▶ [Given exercise]
Please recast only the data below from the line with "counter, I would be thankful." up to and including the line with "[[[87,289],[257,289],[205,251],[76,260],[70,265]]]" as a numbered list, leaving out any blank lines.

-- START OF Exercise inputs --

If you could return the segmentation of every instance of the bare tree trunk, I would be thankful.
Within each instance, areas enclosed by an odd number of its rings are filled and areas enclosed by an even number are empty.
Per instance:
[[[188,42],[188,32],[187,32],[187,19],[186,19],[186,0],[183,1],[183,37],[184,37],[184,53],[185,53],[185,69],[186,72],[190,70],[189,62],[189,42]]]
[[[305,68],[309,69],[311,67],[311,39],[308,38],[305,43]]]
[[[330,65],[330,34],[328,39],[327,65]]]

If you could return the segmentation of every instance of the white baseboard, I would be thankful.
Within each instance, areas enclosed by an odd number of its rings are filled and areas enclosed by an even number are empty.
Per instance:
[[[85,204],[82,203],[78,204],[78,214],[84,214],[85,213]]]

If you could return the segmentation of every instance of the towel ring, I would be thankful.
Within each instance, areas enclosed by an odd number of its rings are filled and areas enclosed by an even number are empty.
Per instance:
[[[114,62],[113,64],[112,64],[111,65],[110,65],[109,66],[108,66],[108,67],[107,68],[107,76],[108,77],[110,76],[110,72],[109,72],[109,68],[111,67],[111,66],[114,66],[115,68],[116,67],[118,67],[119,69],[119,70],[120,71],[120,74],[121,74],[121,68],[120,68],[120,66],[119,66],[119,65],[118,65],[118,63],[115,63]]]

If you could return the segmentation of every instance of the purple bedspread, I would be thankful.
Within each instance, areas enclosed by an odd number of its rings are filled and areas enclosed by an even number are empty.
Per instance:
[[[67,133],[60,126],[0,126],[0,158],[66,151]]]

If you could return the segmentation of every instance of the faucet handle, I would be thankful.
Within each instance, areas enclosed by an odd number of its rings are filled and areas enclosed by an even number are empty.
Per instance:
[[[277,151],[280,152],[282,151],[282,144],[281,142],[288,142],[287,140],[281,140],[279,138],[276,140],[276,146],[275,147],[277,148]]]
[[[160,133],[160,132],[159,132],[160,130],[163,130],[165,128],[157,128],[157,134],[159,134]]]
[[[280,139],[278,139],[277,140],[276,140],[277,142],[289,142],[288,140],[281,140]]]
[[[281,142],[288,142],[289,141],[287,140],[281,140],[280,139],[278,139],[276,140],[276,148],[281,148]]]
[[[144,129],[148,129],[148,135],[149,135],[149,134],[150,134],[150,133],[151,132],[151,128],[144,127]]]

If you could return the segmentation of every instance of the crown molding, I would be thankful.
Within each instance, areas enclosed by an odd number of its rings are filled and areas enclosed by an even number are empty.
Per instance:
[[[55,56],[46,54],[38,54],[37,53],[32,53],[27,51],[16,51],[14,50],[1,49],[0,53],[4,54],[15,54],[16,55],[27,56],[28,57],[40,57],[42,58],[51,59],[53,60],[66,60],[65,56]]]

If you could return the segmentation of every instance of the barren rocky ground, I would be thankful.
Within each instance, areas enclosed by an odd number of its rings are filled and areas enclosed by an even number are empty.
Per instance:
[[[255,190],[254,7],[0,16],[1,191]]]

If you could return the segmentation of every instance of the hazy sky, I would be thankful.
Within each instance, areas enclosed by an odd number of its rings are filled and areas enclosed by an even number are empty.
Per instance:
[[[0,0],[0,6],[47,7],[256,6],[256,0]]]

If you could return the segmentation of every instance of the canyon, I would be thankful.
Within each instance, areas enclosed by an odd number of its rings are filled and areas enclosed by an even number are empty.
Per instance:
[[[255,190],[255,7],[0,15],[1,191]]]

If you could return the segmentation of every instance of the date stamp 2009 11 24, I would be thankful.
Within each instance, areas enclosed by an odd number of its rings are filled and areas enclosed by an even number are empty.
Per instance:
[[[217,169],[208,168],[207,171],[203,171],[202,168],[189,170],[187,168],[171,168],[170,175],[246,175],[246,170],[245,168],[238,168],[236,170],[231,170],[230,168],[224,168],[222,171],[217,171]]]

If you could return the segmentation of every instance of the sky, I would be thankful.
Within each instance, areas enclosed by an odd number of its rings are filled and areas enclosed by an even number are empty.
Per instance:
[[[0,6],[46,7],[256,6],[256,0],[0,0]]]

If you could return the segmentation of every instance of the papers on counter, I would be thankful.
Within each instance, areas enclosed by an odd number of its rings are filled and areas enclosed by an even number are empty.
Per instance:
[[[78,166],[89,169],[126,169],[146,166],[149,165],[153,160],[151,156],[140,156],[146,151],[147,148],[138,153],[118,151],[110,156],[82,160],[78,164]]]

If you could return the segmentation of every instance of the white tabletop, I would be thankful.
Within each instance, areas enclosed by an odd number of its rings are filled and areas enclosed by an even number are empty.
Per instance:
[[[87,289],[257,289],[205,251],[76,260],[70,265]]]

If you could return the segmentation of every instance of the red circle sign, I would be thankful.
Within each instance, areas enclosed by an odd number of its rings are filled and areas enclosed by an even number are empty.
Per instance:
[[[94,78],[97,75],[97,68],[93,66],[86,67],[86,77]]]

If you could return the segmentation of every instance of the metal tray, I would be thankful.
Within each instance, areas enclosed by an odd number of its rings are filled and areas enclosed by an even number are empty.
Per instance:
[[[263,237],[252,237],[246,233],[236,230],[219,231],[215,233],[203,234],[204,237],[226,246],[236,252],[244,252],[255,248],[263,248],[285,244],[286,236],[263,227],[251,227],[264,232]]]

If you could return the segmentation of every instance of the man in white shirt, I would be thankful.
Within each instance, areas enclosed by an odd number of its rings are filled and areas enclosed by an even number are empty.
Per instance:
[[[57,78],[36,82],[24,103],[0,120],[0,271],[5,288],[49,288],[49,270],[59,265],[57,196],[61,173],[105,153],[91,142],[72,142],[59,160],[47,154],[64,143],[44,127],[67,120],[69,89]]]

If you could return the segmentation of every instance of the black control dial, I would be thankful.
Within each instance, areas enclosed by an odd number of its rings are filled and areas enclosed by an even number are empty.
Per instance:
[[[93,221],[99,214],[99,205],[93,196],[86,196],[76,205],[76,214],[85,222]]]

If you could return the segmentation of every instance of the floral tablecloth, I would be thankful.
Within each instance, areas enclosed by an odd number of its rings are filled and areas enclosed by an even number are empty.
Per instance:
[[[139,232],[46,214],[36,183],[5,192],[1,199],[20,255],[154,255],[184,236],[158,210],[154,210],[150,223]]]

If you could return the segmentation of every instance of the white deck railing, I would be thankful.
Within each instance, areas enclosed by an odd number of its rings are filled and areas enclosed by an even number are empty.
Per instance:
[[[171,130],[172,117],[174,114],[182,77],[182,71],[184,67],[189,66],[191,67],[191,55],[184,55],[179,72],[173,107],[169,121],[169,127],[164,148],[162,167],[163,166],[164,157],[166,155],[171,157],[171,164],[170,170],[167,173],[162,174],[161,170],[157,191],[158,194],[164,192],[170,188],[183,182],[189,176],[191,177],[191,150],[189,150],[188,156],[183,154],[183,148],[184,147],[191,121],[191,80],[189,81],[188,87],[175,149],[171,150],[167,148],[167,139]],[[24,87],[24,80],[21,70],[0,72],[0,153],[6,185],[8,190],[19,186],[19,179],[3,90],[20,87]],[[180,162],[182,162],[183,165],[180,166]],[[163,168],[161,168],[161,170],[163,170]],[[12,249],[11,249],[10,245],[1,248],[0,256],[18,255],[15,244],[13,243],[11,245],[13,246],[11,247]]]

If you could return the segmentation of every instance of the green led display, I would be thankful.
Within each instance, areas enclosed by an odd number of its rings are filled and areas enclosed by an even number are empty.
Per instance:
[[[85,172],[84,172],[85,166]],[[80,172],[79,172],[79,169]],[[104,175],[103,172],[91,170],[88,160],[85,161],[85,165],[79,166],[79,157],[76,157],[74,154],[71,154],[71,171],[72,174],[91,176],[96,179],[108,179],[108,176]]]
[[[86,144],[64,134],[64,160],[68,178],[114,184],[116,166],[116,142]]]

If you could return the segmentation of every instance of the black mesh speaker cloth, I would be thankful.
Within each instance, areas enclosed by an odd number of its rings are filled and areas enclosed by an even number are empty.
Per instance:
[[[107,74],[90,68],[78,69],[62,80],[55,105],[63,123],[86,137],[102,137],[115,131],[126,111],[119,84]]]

-- END OF Exercise inputs --

▶ [Task solution]
1. If you could return the segmentation of every instance of the papers on counter, I would be thankful.
2. Within each instance, areas enclosed by an odd number of its rings are filled and areas enclosed by an even number are empty.
3. Per instance:
4. [[[78,166],[89,169],[126,169],[146,166],[149,165],[153,160],[151,156],[140,156],[146,151],[147,148],[138,153],[118,151],[110,156],[82,160],[78,164]]]
5. If you could return the segmentation of every instance of the white tabletop, I would be thankful.
6. Within each instance, areas enclosed by an odd number of its rings are filled and areas enclosed by an even number are empty.
7. Per instance:
8. [[[87,289],[257,289],[205,251],[76,260],[70,265]]]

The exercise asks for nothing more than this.